**EXCERPT TO READ**
###
Looking at the Makefile shows that it sets IGNORE if you have it configured for SUEXEC_RSRCLIMIT but without SUEXEC.  So cd to that port and use `make config` to fix that.  Then retry the upgrade.


----------



## xy16644 (Jun 12, 2010)

Thanks for the reply.

Do I just run make config and then enable SUEXEC and SUEXEC_RSRCLIMIT? And then try updating the ports again?


----------



## wblock@ (Jun 12, 2010)

xy16644 said:
			
		

> Thanks for the reply.
> 
> Do I just run make config and then enable SUEXEC and SUEXEC_RSRCLIMIT? And then try updating the ports again?



Yes.  There might be other problems, but one thing at a time.


----------



## xy16644 (Jun 12, 2010)

I enabled those two options with make config but I'm still getting the same output. Anything else I should be trying?


----------



## wblock@ (Jun 12, 2010)

Both SUEXEC and SUEXEC_RSRCLIMIT are off by default.  The build error was from one of them being on.  If they were both off already, the problem is something else.

Does apache22 build manually?  Back up your apache config files, then

`# cd /usr/ports/www/apache22`
`# make config`

Set the options you need.  If you want to reset to default, use "make rmconfig".

`# make`

Does it build without errors?  If so, then

`# make deinstall install`


----------



## xy16644 (Jun 12, 2010)

wblock said:
			
		

> Both SUEXEC and SUEXEC_RSRCLIMIT are off by default.  The build error was from one of them being on.  If they were both off already, the problem is something else.
> 
> Does apache22 build manually?  Back up your apache config files, then
> 
> ...



Thanks for the help but I am a bit worried about doing this as I dont want to mess up the web sites I have running (Roundcube, Squirrelmail, Webmin, LinPHA, Wordpress etc).

How do I backup my Apache config files?

Surely I can see whats preventing me from upgrading the Apache port? Howcome in the past I have been able to upgrade the Apache port without this problem?

Thanks for all the help!


----------



## DutchDaemon (Jun 12, 2010)

No port/package deinstallation will remove anything other than what it installed (see pkg-plist) or what was altered. Deinstalling Apache will not touch your websites, deinstalling MySQL will not touch your databases, etc. etc.
###
**RECORD EXTRACTS**
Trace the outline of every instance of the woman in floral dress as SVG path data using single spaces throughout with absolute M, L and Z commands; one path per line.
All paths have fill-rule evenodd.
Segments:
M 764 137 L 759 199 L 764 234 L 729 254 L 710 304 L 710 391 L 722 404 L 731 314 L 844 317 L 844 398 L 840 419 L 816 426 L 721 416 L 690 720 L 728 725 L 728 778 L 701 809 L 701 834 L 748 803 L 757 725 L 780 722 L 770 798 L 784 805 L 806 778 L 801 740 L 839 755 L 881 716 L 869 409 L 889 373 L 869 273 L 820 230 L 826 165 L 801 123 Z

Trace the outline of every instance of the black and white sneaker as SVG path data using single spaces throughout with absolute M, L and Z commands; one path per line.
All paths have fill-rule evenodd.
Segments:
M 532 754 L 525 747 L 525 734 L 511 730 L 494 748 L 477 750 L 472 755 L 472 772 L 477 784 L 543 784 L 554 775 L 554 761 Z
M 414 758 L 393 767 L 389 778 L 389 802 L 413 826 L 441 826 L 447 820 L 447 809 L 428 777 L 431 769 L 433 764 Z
###
**SET TASK A**
According to the forum thread, why will deinstalling Apache leave the websites untouched? Answer in one to three sentences.
**SET TASK B**
Update the forum thread passage starting at "How do I backup" and ending at "databases, etc. etc.", putting "PostgreSQL" wherever "MySQL" appears.
The entries were taken from a source separate from the forum thread.

**FULL ANSWER A**
A port or package deinstallation removes nothing other than what it installed (as listed in pkg-plist) or what was altered. Deinstalling Apache therefore will not touch the websites.

**FULL ANSWER B**
How do I backup my Apache config files?

Surely I can see whats preventing me from upgrading the Apache port? Howcome in the past I have been able to upgrade the Apache port without this problem?

Thanks for all the help!


----------



## DutchDaemon (Jun 12, 2010)

No port/package deinstallation will remove anything other than what it installed (see pkg-plist) or what was altered. Deinstalling Apache will not touch your websites, deinstalling PostgreSQL will not touch your databases, etc. etc.